▶ REQUIREMENT 1:
Answer these questions about the planet-confirmation passage, one per line:
(a) What kind of contamination does the passage say blends are?
(b) Which spectra was the bisector analysis based on?
(c) How far was the Moon from the target for the two spectra expected to be most affected by sky contamination?
▶ REQUIREMENT 2: Give the entries from the line containing "Can you see the orange" through the end of the entries as a JSON list of strings, one string per line, leaving out blank lines.

▶ DOCUMENT:
===============

Our initial spectroscopic analyses discussed in Sections 2.2 and 2.3 rule out the most obvious astrophysical false positive scenarios. However, more subtle phenomena such as blends (contamination by an unresolved eclipsing binary, whether in the background or associated with the target) can still mimic both the photometric and spectroscopic signatures we see.

Following Torres et al. (2007), we explored the possibility that the measured RVs are not real, but are instead caused by distortions in the spectral line profiles due to contamination from a nearby unresolved eclipsing binary (Queloz et al. 2001). A bisector analysis based on the Keck spectra was done as described in Section 5 of Bakos et al. (2007). We detect no correlated variation between the bisector spans and the RVs (see Figure 2). All but two of the bisector measurements are consistent with no variation. Following the methods described in Hartman et al. (2009) and Kovács et al. (2010), we estimated the expected effect of contamination from scattered moonlight on the bisectors, finding that the two outlier measurements correspond to the two spectra that are expected to be the most affected by sky contamination, when the Moon is 70° from the target. Therefore, we conclude that the velocity variations are real, and that the star is orbited by a close-in giant planet.

===============

Dataset rows showing where objects appear:
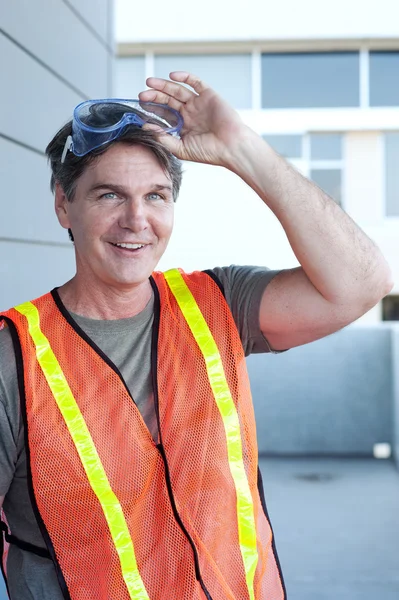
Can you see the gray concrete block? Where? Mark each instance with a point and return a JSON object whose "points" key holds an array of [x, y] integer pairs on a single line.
{"points": [[331, 397]]}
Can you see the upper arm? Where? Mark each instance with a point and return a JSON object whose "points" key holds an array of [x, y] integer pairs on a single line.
{"points": [[293, 312]]}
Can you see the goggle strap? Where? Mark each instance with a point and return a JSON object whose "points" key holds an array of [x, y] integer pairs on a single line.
{"points": [[68, 146]]}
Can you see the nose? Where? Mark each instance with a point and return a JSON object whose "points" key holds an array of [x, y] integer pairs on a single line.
{"points": [[134, 216]]}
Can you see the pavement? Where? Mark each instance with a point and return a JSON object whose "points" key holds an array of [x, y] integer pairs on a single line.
{"points": [[336, 525]]}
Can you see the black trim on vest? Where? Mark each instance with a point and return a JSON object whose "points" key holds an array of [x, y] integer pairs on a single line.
{"points": [[68, 317], [216, 279], [2, 561], [39, 520], [12, 539], [263, 502], [161, 449]]}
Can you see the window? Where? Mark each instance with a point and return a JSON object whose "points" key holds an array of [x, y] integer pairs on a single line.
{"points": [[317, 155], [310, 80], [228, 74], [129, 76], [329, 180], [326, 146], [326, 163], [392, 174], [390, 308], [289, 146], [384, 78]]}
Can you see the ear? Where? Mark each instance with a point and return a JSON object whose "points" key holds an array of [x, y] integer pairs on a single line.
{"points": [[61, 206]]}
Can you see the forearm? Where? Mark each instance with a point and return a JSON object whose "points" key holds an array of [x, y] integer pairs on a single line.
{"points": [[342, 263]]}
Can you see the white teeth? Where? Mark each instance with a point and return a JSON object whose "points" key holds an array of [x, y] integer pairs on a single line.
{"points": [[130, 246]]}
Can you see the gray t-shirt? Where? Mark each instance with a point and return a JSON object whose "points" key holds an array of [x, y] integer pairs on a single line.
{"points": [[127, 342]]}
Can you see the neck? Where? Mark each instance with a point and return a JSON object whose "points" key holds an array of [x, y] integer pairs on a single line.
{"points": [[104, 302]]}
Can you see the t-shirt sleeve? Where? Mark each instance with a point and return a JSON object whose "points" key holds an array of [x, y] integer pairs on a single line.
{"points": [[9, 412], [243, 289]]}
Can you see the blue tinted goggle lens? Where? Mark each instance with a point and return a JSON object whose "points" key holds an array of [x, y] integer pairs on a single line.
{"points": [[97, 122]]}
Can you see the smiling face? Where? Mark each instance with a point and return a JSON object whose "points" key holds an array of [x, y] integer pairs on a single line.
{"points": [[121, 217]]}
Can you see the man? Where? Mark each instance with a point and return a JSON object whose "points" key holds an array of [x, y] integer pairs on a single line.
{"points": [[159, 497]]}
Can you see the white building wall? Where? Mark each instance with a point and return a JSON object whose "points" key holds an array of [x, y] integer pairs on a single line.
{"points": [[257, 20], [219, 220], [53, 55]]}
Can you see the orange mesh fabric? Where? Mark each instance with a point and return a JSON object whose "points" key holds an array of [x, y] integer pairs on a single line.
{"points": [[200, 473], [195, 447]]}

===============

▶ FINAL RESULT 1:
(a) Contamination by an unresolved eclipsing binary, whether in the background or associated with the target.
(b) The Keck spectra.
(c) 70°.

▶ FINAL RESULT 2:
[
  "Can you see the orange mesh fabric? Where? Mark each instance with a point and return a JSON object whose \"points\" key holds an array of [x, y] integer pairs on a single line.",
  "{\"points\": [[200, 473], [195, 447]]}"
]